Dataset entries:
* * * * *

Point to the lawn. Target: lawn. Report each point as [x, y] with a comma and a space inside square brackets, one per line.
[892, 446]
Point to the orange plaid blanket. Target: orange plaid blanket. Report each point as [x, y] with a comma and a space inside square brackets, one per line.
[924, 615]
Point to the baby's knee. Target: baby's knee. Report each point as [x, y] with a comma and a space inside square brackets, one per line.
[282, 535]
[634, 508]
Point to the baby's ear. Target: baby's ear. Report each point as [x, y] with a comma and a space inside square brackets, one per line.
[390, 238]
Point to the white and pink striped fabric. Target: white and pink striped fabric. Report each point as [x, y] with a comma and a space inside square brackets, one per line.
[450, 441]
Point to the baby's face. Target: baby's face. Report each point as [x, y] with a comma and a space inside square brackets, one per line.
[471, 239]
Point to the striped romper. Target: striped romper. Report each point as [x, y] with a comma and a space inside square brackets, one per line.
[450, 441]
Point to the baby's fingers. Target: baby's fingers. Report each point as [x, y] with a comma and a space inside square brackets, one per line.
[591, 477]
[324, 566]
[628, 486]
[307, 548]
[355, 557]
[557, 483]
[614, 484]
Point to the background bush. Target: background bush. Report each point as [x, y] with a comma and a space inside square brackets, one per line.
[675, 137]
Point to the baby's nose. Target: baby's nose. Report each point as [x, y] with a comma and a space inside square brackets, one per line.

* * * * *

■ WHAT NEEDS TO BE DONE ■
Every entry is to be restated word for word, with nothing dropped.

■ EXERCISE RESULT ■
Point to the lawn. Target: lawn. Report each point as [x, y] with a comma and a space inside square brackets, one per line.
[892, 446]
Point to the orange plaid blanket. Target: orange plaid blanket. Report each point as [x, y] with a comma and a space inside square brackets, one per line.
[924, 615]
Point to the baby's knee. Target: baby's knee. Report each point as [x, y] with a comma and a space inside square brackets, one per line.
[282, 535]
[634, 508]
Point to the baby's ear. Target: baby's ear. Report each point as [x, y] with a comma and a space inside square brackets, one per line.
[390, 238]
Point to the white and pink striped fabric. Target: white and pink striped fabric. Report each point as [x, y] with a comma and a space inside square brackets, one per line.
[450, 441]
Point to the baby's face. Target: baby's face. Report each point as [x, y] with a comma and a space inside square brackets, one per line.
[471, 239]
Point to the striped romper. Target: striped romper. Report each point as [x, y] with a comma and a space inside square brackets, one per line.
[450, 441]
Point to the baby's fingers. Target: baby's fingers. Report each point as [x, y] with a comma and a space inside square brackets, one per line.
[591, 477]
[324, 566]
[628, 486]
[307, 548]
[355, 557]
[557, 483]
[614, 484]
Point to the background bush. Target: background bush. Report each point as [x, y] with a comma and a space inside square brackets, one per line.
[675, 137]
Point to the baby's nose. Target: baby's nose. Report each point as [x, y] with a comma and a space inside square brackets, one per line.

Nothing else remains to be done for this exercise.